Locate each line in the material below that contains the word "dark", and copy those lines in full.

-- START OF Materials provided --

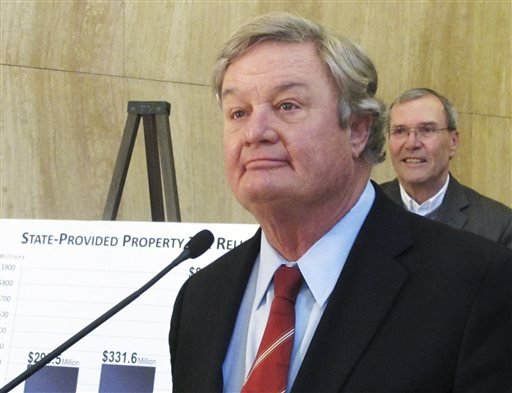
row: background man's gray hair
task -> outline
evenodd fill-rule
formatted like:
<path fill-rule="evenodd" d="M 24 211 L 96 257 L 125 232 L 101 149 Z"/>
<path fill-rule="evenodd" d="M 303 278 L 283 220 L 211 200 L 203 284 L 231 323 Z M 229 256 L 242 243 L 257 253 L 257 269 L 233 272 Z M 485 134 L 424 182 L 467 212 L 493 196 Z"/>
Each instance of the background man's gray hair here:
<path fill-rule="evenodd" d="M 387 131 L 389 132 L 389 122 L 391 120 L 389 117 L 389 113 L 391 112 L 391 109 L 395 105 L 401 104 L 404 102 L 417 100 L 418 98 L 426 97 L 426 96 L 434 96 L 434 97 L 437 97 L 439 99 L 439 101 L 441 101 L 441 103 L 443 104 L 444 114 L 446 117 L 446 127 L 450 131 L 457 130 L 457 110 L 455 109 L 453 104 L 448 100 L 448 98 L 439 94 L 435 90 L 428 89 L 426 87 L 416 87 L 414 89 L 407 90 L 407 91 L 403 92 L 402 94 L 400 94 L 398 97 L 396 97 L 393 100 L 393 102 L 389 106 L 389 109 L 387 110 L 386 116 L 385 116 Z"/>
<path fill-rule="evenodd" d="M 372 165 L 384 161 L 385 107 L 375 97 L 378 84 L 375 66 L 358 45 L 307 19 L 270 13 L 240 26 L 224 44 L 215 64 L 213 85 L 219 100 L 222 100 L 222 83 L 231 62 L 262 41 L 313 42 L 336 82 L 341 126 L 349 127 L 353 116 L 369 116 L 372 124 L 363 157 Z"/>

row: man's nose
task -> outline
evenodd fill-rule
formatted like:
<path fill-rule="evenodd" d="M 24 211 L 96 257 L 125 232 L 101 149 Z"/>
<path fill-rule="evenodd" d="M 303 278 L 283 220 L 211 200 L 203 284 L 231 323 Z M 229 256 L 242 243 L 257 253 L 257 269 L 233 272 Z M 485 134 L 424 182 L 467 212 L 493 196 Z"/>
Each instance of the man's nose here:
<path fill-rule="evenodd" d="M 416 148 L 421 146 L 422 142 L 419 138 L 418 131 L 415 129 L 407 130 L 407 137 L 405 139 L 405 145 L 409 148 Z"/>
<path fill-rule="evenodd" d="M 245 124 L 245 141 L 249 144 L 275 143 L 279 138 L 276 126 L 276 117 L 271 108 L 253 108 Z"/>

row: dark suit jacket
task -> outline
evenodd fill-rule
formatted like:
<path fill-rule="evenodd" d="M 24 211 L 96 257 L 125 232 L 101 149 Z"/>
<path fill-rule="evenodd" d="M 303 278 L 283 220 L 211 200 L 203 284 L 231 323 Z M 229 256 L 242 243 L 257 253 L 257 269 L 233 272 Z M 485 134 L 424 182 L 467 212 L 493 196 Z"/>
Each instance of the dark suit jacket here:
<path fill-rule="evenodd" d="M 258 232 L 182 287 L 169 336 L 175 392 L 222 391 L 259 242 Z M 511 283 L 510 250 L 377 190 L 292 392 L 510 392 Z"/>
<path fill-rule="evenodd" d="M 388 197 L 403 206 L 397 179 L 380 186 Z M 451 174 L 436 221 L 476 233 L 512 249 L 512 210 L 460 184 Z"/>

-- END OF Materials provided --

Solved problem:
row: dark suit jacket
Each instance of the dark suit jacket here:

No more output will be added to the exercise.